| Exercise |
Scan the entries below for lines holding "order". Give the number of such lines alone.

| Supplied data |
****

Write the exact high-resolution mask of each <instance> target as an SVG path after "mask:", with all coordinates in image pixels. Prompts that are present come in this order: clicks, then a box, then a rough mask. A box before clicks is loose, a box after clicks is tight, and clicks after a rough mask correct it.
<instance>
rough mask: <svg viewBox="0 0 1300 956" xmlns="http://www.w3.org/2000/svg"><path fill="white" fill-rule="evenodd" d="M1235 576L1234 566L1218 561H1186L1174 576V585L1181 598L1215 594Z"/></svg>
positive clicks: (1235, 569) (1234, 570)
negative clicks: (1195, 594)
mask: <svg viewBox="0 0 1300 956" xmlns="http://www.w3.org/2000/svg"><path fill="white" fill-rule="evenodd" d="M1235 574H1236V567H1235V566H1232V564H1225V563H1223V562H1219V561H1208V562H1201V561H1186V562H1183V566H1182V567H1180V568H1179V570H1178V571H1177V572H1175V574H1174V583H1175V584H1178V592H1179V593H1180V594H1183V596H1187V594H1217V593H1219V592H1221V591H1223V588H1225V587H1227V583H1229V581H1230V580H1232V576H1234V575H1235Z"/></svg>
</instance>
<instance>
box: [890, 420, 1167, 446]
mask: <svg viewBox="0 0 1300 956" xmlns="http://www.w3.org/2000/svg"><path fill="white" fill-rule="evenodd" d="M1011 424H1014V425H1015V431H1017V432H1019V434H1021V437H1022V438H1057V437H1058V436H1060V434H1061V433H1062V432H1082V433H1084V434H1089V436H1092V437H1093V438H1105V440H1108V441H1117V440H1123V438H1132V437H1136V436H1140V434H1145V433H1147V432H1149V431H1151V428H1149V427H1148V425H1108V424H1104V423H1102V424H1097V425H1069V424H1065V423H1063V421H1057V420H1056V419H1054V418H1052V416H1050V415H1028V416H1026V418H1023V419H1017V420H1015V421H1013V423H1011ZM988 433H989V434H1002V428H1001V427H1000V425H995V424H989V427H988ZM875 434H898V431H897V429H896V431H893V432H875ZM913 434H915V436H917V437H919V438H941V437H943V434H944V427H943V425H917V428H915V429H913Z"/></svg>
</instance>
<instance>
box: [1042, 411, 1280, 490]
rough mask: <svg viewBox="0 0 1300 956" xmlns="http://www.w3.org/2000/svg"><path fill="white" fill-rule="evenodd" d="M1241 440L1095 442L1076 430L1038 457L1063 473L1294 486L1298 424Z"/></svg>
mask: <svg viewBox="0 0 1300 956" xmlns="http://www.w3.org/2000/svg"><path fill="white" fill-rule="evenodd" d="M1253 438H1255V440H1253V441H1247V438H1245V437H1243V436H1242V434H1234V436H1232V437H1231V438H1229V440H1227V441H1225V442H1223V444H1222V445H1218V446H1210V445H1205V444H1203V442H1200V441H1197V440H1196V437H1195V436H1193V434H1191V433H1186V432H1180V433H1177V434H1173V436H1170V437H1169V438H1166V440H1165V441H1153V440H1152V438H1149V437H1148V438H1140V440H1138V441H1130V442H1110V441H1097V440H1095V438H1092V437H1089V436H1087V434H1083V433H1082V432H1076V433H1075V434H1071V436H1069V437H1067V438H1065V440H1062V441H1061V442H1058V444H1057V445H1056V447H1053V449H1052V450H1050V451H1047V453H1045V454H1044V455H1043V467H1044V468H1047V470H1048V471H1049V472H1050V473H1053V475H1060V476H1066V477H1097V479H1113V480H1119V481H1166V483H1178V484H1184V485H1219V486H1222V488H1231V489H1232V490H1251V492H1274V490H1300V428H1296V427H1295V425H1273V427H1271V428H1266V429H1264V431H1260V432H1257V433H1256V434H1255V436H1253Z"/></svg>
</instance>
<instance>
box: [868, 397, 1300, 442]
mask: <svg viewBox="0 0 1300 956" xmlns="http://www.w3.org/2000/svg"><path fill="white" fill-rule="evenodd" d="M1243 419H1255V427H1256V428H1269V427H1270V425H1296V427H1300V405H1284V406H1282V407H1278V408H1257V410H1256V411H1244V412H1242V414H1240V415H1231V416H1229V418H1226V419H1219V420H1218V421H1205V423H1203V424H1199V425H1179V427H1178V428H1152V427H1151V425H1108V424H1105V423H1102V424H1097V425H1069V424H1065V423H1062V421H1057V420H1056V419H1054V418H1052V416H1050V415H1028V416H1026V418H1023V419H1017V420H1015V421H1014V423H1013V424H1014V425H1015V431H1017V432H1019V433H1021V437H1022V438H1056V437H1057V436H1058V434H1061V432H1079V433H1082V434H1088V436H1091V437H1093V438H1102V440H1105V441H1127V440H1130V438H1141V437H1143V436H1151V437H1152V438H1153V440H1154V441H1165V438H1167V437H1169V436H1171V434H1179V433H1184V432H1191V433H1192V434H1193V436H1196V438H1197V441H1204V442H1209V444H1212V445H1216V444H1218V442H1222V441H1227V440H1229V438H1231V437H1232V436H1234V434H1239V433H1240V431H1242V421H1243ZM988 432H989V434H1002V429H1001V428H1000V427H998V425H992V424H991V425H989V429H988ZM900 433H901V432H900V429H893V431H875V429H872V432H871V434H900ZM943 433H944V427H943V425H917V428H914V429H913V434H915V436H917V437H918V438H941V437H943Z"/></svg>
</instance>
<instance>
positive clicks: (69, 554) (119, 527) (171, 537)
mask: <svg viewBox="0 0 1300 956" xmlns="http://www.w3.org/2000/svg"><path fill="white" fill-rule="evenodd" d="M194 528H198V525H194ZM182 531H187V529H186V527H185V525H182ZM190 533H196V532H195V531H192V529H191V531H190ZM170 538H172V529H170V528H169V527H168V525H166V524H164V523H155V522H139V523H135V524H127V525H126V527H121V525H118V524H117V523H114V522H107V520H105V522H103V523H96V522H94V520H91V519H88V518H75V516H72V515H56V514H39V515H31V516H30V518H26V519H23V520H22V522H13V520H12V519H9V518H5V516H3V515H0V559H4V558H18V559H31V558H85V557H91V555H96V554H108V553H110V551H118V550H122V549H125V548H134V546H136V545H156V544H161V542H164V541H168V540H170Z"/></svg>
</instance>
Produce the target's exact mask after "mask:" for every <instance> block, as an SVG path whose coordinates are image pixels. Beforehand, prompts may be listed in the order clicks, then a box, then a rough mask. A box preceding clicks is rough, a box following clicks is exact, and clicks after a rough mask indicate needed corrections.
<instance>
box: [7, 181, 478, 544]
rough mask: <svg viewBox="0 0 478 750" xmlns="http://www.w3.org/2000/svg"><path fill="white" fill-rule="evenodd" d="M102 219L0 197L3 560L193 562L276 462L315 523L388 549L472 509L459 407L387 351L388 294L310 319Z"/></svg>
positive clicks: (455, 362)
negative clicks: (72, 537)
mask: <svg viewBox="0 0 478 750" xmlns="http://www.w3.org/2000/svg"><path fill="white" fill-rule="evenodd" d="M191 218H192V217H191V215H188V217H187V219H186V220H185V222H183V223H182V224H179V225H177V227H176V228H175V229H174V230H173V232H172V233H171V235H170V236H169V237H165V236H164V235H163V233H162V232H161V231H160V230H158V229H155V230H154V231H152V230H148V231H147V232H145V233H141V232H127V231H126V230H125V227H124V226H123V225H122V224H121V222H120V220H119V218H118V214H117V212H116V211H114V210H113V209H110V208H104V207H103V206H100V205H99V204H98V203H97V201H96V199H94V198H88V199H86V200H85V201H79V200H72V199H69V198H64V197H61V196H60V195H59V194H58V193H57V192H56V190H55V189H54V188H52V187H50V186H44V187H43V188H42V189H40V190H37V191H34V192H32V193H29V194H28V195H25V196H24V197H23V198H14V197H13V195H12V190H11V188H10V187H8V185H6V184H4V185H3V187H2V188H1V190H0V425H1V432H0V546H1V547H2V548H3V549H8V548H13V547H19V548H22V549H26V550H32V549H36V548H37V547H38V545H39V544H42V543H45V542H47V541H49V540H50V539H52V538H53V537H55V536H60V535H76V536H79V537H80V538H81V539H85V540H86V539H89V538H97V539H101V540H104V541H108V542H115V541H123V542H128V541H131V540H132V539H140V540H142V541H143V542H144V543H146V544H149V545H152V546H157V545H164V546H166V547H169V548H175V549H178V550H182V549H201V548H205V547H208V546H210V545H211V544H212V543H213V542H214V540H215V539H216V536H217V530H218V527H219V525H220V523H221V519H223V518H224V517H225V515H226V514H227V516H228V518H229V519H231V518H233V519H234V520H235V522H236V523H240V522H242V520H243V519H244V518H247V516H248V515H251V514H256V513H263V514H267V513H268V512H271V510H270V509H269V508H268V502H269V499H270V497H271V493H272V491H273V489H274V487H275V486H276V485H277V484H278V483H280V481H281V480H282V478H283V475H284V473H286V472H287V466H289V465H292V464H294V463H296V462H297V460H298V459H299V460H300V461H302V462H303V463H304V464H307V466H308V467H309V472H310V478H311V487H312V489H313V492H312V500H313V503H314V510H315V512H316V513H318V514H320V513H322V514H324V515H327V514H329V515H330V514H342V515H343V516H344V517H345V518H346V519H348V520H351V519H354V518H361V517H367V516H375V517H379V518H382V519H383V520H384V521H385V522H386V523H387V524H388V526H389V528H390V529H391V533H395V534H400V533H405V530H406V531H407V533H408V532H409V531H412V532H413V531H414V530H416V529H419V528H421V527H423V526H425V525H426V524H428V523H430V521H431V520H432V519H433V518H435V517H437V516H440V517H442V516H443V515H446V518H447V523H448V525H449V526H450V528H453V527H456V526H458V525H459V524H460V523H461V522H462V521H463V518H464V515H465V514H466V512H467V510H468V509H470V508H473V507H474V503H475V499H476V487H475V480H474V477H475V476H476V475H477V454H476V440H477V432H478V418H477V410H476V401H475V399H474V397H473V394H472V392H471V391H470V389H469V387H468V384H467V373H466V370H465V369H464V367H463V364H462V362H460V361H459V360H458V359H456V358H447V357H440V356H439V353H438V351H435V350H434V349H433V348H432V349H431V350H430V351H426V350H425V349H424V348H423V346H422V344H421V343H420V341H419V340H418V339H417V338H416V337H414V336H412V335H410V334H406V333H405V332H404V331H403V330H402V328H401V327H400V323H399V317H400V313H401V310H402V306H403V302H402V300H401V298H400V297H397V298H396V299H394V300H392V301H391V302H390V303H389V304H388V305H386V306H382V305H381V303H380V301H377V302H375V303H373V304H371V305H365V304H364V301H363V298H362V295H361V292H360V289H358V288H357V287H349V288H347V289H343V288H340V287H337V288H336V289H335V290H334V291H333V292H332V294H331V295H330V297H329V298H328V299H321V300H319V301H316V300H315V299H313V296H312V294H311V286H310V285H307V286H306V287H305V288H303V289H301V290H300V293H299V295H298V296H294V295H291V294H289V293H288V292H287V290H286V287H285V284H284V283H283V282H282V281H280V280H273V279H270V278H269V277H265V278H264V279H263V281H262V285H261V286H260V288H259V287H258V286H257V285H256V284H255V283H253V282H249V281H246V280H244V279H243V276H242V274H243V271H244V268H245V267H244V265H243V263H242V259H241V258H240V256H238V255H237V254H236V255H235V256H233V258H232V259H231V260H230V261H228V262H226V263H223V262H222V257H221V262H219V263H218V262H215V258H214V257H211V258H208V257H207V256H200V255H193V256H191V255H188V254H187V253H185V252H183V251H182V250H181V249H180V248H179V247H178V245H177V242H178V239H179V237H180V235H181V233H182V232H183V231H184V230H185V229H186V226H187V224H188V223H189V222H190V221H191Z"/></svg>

****

| Response |
2